Location identification entries:
----------
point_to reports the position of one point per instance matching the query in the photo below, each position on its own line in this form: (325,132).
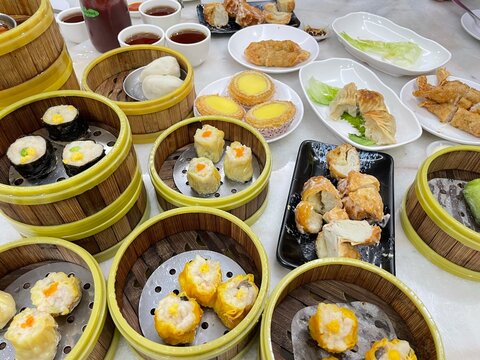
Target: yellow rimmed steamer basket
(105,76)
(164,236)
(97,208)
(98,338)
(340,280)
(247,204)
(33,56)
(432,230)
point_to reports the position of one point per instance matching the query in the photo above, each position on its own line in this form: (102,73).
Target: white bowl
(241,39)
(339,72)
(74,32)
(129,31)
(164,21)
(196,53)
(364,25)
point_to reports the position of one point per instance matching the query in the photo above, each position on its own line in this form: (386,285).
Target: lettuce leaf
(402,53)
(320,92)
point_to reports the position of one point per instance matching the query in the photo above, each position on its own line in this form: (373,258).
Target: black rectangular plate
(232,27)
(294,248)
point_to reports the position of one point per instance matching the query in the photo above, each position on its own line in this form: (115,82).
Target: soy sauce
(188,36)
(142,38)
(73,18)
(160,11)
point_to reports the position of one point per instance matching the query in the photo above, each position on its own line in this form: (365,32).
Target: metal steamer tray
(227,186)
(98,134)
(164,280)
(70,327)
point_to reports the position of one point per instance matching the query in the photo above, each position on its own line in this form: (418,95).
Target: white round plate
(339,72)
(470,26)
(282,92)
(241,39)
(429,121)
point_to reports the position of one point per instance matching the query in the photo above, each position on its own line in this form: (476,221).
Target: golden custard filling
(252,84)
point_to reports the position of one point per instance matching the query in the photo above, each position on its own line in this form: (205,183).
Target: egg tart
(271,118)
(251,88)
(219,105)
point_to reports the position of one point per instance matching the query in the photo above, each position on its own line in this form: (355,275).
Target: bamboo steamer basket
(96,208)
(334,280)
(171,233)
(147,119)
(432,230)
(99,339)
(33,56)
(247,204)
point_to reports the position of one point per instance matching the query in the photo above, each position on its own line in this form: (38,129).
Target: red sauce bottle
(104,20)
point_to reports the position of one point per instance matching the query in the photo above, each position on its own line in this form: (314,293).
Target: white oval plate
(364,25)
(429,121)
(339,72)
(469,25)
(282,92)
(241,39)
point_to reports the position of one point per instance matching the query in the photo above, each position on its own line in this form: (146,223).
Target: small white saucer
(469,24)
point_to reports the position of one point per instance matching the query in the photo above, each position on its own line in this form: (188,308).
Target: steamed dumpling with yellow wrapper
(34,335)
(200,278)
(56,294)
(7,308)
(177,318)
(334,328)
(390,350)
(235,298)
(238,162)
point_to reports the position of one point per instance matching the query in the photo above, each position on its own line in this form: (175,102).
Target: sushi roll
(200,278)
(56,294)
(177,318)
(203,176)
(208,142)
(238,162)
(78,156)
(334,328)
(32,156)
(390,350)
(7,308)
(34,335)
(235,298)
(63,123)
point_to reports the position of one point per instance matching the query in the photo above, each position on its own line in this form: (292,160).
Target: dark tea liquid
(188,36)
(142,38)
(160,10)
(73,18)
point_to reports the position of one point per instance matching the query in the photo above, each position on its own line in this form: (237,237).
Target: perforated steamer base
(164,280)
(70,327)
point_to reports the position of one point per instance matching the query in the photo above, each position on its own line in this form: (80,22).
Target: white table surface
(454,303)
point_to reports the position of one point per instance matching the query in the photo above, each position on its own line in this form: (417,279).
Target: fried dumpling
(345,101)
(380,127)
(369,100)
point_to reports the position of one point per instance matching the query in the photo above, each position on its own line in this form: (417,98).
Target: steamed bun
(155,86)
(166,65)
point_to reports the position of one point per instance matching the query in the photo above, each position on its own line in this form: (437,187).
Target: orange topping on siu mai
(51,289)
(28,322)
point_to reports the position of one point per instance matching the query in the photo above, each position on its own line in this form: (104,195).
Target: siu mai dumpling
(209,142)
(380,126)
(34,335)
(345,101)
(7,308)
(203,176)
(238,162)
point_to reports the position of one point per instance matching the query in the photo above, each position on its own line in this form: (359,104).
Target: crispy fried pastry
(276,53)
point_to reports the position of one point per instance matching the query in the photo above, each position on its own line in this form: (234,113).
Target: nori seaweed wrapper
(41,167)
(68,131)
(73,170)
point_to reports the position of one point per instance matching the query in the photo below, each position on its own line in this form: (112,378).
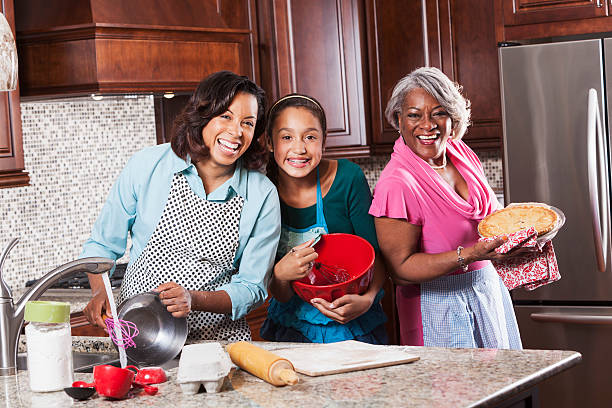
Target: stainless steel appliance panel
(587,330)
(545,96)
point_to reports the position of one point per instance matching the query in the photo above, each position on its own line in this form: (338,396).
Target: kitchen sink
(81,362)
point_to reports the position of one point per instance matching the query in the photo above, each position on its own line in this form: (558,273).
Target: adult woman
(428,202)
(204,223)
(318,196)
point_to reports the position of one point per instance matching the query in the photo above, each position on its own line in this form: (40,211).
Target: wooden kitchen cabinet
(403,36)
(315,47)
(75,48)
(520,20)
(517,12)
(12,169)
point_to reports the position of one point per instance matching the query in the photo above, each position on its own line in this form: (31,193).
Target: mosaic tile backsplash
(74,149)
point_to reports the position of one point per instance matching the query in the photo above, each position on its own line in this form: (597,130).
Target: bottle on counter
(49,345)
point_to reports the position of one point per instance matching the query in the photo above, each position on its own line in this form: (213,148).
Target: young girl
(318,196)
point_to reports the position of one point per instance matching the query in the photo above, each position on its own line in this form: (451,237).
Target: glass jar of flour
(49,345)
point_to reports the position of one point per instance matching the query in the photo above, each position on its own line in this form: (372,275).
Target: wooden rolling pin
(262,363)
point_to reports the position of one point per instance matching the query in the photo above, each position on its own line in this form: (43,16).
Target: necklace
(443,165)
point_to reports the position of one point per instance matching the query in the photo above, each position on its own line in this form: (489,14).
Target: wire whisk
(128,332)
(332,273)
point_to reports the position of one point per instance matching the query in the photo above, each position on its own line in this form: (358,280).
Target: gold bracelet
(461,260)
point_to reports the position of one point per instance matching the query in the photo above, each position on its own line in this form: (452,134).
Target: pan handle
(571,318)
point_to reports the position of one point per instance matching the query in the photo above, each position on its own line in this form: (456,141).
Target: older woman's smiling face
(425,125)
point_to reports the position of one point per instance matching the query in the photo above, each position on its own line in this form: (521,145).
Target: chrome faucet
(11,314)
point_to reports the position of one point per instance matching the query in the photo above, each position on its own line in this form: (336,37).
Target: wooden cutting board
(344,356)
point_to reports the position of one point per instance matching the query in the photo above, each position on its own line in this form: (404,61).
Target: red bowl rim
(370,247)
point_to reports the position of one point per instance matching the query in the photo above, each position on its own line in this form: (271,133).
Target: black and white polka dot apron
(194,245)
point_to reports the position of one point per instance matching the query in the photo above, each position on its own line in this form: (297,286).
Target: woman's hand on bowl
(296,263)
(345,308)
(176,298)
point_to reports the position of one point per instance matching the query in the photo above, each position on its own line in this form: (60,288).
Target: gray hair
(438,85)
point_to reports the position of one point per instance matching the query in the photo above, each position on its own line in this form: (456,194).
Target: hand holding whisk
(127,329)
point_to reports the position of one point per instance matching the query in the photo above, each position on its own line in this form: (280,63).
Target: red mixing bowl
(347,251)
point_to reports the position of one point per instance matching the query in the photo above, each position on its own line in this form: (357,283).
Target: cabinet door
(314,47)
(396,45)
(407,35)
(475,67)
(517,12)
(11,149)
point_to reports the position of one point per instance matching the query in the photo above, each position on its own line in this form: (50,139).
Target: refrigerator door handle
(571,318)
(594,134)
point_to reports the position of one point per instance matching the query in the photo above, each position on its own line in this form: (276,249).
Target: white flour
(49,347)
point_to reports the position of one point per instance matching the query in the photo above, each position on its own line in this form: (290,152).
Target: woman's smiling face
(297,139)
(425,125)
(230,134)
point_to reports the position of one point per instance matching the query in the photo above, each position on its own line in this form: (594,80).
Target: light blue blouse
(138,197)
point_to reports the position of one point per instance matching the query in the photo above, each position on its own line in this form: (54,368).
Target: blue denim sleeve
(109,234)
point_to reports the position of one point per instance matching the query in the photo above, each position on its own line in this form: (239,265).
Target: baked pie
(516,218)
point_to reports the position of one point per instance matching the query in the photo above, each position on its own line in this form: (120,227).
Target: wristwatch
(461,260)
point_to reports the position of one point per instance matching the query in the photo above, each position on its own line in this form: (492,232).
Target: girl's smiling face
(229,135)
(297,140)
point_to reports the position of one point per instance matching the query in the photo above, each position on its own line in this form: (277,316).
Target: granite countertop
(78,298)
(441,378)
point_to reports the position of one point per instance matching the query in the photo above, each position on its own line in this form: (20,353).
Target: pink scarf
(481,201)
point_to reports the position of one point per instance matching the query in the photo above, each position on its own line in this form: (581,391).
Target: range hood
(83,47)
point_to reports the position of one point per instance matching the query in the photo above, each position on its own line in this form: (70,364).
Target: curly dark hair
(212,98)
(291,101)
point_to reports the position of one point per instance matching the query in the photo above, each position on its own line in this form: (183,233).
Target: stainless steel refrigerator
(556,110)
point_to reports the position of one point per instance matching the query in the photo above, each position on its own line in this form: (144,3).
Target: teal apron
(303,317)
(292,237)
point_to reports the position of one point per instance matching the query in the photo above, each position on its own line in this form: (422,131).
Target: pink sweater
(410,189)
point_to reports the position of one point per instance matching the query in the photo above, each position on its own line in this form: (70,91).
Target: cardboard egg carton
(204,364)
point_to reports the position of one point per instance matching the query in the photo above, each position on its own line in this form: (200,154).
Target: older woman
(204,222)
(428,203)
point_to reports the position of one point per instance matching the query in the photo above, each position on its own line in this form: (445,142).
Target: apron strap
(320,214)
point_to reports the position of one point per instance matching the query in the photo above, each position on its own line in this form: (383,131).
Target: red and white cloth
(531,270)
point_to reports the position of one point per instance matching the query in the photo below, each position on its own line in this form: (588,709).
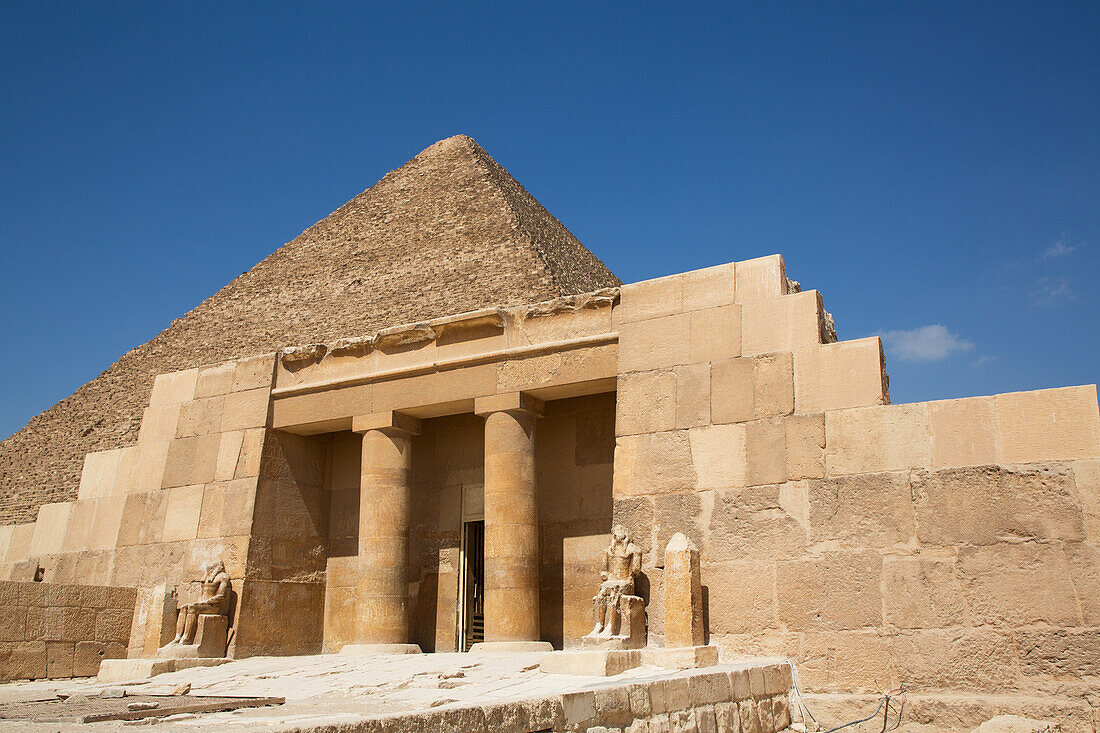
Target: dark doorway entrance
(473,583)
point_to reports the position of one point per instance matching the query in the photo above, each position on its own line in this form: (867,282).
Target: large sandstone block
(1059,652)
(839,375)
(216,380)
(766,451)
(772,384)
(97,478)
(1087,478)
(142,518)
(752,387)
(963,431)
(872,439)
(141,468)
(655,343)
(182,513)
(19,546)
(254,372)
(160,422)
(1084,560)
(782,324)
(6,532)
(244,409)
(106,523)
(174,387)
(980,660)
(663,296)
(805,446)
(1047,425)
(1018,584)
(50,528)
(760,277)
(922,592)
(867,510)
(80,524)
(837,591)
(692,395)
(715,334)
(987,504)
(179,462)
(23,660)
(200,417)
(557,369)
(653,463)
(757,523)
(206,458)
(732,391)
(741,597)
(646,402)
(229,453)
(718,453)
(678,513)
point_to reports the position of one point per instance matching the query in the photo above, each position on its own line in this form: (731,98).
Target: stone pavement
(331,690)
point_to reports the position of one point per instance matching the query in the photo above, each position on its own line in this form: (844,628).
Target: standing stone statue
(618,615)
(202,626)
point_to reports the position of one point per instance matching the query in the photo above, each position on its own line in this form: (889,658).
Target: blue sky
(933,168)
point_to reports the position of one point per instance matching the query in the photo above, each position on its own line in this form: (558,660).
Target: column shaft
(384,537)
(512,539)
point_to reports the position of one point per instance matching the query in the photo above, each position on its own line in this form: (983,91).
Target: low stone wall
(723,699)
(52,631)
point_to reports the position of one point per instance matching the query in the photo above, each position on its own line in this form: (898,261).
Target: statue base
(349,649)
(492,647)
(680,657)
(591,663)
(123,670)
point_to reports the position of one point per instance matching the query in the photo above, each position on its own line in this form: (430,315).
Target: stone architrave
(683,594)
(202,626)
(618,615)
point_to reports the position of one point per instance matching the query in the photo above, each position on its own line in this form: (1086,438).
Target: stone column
----------
DIRECTIVE: Carry over the lines starting with the one that contains "this form: (558,660)." and running through the last line, with both ends included and the requests kept. Add 117 to every number in the answer coordinates, but leave the numbers in the requests and their format samples unchanged.

ANSWER TO THE TASK:
point_to reports the position of one point per instance matching the query in the photo above, each position on its own line in this form: (558,660).
Target: column shaft
(501,654)
(629,656)
point_to reports the position of one point per instance matching the query in the photo above, each position on its own line in this form: (983,91).
Target: low stone wall
(840,816)
(169,748)
point_to reports the position of one point per instance matching the query in the photo above, each position on its own line in this form: (898,261).
Target: statue base
(466,766)
(609,764)
(797,774)
(708,780)
(240,787)
point_to reports the position of one point per instance matching the query in the photo above, each position on its own line in this form: (430,315).
Target: stone architrave
(800,711)
(319,743)
(735,732)
point_to reports the position of one point per instance matching the query in the photo above, each position on its own line in this form: (1086,438).
Target: stone column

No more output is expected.